** BEGIN Source text **
I had this problem on just one comcast channel on my 6 month old Bolt. Five days of recordings on that channel were all pixelated but all other recordings were ok. Live tv on that channel looked fine, then I hit the replay button and it was pixelated until I ff'd to live again. I did a soft reboot and the problem was gone.


----------



## aspexil (Oct 16, 2015)

We are OTA and this happens to us on only one channel (the local Fox broadcast) and only during Hells Kitchen or Master Chef shows. Do not know why. We have reverted to watching VOD on Sling TV for those two. But we tune into that channel any other time of day/night and it is pixelation free. Weirdest thing.


----------



## Nak (Aug 18, 2010)

scandia101 said:


> I had this problem on just one comcast channel on my 6 month old Bolt. Five days of recordings on that channel were all pixelated but all other recordings were ok. Live tv on that channel looked fine, then I hit the replay button and it was pixelated until I ff'd to live again. I did a soft reboot and the problem was gone.


I'd still check your cables. I've had one channel pixelated while all the others are fine, and it turned out to be the cable. Check that all your cable connectors wave some of the center electrode sticking out past the end of the connecter. If they don't, you can get weird random pixelation like you describe. Also, tighten all your connectors with a wrench if you have some experience and knowledge on how to use a wrench. Just enough pressure to turn the connector till it stops; don't try and "torque" it.


----------



## scandia101 (Oct 20, 2007)

Nak said:


> I'd still check your cables. I've had one channel pixelated while all the others are fine, and it turned out to be the cable. Check that all your cable connectors wave some of the center electrode sticking out past the end of the connecter. If they don't, you can get weird random pixelation like you describe. Also, tighten all your connectors with a wrench.


Thanks , but no.


----------



## tivowiz (Aug 3, 2002)

I have a hard time wrapping my head around why recording & buffered watching would be pixelated, but live would be clear with no issues?


----------



## alexb (Jan 4, 2003)

I had bad pixelation on and off for years with both media center and TiVo. Wouk did come and go. Sometimes it wouldn’t happen for weeks or months and sometimes every day, was worse in summer. Now is fixed.
** END Source text **
■ **Direction a**
Answer these questions about the forum thread, marking each answer (i), (ii), or (iii) on its own line.
(i) What did scandia101 do that made the problem go away?
(ii) Which channel shows pixelation for aspexil's household?
(iii) In which season did alexb find the pixelation worse?
The forum thread and the entries were taken from separate sources.
** BEGIN Data for processing **
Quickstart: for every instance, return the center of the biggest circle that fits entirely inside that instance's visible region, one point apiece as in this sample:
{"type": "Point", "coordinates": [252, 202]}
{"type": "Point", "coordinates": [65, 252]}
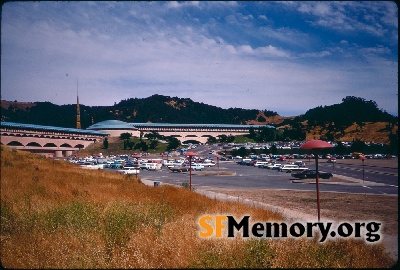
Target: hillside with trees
{"type": "Point", "coordinates": [155, 109]}
{"type": "Point", "coordinates": [353, 119]}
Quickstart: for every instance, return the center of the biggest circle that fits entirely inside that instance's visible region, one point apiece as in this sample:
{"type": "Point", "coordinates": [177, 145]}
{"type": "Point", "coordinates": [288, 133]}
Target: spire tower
{"type": "Point", "coordinates": [78, 112]}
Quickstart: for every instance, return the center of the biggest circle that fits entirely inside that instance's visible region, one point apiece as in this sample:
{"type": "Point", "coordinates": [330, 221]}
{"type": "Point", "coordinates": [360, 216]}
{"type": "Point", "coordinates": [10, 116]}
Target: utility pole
{"type": "Point", "coordinates": [78, 112]}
** END Data for processing **
■ **Direction b**
In the entries, switch "biggest" to "largest" in the lines from the start of the entries through the line holding "Target: hillside with trees", inclusive, and change nothing else. Return only those lines, leaving out the pictures.

■ **Solution a**
(i) A soft reboot.
(ii) The local Fox broadcast.
(iii) Summer.

■ **Solution b**
Quickstart: for every instance, return the center of the largest circle that fits entirely inside that instance's visible region, one point apiece as in this sample:
{"type": "Point", "coordinates": [252, 202]}
{"type": "Point", "coordinates": [65, 252]}
Target: hillside with trees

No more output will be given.